#### Passage given:
Set up a listening agent
Create an agent that re-runs your datasets' queries on a schedule, grows your Library, and delivers a focused run digest to Slack, a webhook, email, or its own chat.
A collection is a snapshot — it captures what people were saying at the moment you ran it. A listening agent keeps that research alive and growing: on the schedule you set, it re-runs the queries behind one or more datasets, scrapes new mentions, adds them to those datasets, and posts a digest of what changed. If you run a cold-brew coffee brand, point an agent at your brand and competitor datasets, give it sharp Instructions — "summarise complaints and feature requests about our cold brew, flag new pain points and competitor comparisons" — and every morning it surfaces what actually matters instead of a generic activity log. One agent can watch several datasets at once, and it can deliver that digest to Slack, your own webhook, or email as well as its own chat.
Prerequisites
- At least one collected dataset to monitor. An agent re-runs the queries that already exist on a dataset, so the dataset needs to have been searched at least once. If you don't have one yet, create a mention view first so the agent has data — and queries — to re-run.
The UI calls these Listening agents. The API and MCP tools call the same feature tracking agents (tracking_agents, buzzabout__create_tracking_agent). They are the same thing.
Walkthrough
Listening agents
Open the Listening agents page from the left sidebar (/agents), or open a project and switch to its Listening agents tab. The page is described as: Watch your data on a schedule. Each agent posts a digest into its own chat. If you have none yet, you'll see No agents yet. (or No listening agents yet on the project tab).

#### Set task 1:
In the listening agent guide, what do the API and MCP tools call listening agents?
#### Set task 2:
Write the next part of the listening agent guide, picking up after its last sentence.

#### Data extract:
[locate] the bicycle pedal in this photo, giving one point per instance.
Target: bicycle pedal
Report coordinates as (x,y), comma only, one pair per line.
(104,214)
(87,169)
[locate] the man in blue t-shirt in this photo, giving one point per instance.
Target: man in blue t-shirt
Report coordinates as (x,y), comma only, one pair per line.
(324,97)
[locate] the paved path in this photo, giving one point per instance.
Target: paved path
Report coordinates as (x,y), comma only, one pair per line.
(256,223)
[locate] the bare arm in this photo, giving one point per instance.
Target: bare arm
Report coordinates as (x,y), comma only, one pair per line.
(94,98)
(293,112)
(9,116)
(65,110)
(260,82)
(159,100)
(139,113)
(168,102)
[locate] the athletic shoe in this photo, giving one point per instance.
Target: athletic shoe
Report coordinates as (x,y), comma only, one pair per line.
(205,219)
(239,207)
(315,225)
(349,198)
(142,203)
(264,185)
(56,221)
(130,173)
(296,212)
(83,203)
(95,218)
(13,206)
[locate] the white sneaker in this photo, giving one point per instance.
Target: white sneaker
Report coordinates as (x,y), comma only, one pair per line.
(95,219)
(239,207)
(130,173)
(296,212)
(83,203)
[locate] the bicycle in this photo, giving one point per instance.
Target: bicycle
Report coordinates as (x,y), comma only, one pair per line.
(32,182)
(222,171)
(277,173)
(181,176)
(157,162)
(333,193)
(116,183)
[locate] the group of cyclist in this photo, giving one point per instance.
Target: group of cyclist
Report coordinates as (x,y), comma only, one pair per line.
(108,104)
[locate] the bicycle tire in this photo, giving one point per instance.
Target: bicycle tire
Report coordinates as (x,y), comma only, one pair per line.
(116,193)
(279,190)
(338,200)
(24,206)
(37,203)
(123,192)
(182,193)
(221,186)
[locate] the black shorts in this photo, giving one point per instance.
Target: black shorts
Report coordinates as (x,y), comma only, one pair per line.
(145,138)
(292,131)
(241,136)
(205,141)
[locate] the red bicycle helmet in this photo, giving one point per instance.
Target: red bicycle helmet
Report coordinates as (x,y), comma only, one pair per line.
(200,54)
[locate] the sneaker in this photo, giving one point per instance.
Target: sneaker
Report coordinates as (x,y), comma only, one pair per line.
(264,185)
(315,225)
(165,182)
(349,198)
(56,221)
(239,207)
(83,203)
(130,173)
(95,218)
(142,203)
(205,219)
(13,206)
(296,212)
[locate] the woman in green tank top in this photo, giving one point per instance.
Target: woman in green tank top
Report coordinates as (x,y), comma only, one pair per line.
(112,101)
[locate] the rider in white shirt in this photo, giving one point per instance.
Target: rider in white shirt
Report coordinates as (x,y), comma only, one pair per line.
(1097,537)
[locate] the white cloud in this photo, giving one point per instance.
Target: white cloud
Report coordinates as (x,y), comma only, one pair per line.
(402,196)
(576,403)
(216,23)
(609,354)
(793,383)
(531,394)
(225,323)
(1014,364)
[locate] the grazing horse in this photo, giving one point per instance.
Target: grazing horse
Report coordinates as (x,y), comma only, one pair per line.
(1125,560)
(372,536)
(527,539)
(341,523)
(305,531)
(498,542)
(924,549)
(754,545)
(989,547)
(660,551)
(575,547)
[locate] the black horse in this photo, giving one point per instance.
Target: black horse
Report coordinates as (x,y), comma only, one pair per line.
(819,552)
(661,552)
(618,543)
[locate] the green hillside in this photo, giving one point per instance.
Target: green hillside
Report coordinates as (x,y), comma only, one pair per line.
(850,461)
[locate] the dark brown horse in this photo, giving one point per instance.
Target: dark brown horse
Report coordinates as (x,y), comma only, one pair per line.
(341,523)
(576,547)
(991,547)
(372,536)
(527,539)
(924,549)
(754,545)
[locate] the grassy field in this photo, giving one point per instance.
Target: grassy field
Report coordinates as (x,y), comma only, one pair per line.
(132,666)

#### Task result 1:
Tracking agents

#### Task result 2:
New agent
In the side panel header, click the New agent button (an icon-only + button, labelled New agent for screen readers). You can also click the visible New agent button in the empty-state hint, or Add agent on a project tab. Any of these opens the New listening agent modal, whose first step is titled Configure what this agent tracks and when it runs.
Project
Optionally pick a Project. Leaving it as No project makes the agent account-wide; binding it to a project filters it into that project's Listening agents tab. For our cold-brew brand, you might bind it to the Cold Brew project so it sits alongside that project's other work.
Name
Enter a Name — the placeholder is e.g. Daily AI mentions. For our example, something like Daily cold-brew mentions works. The name is just a label; the next field is where the agent earns its keep.
Instructions
Instructions is the most important field. It answers What should this agent summarise from the scraped posts? — and it decides whether each run is a useful read or generic noise. Give it focus: tell it what to surface and what to flag.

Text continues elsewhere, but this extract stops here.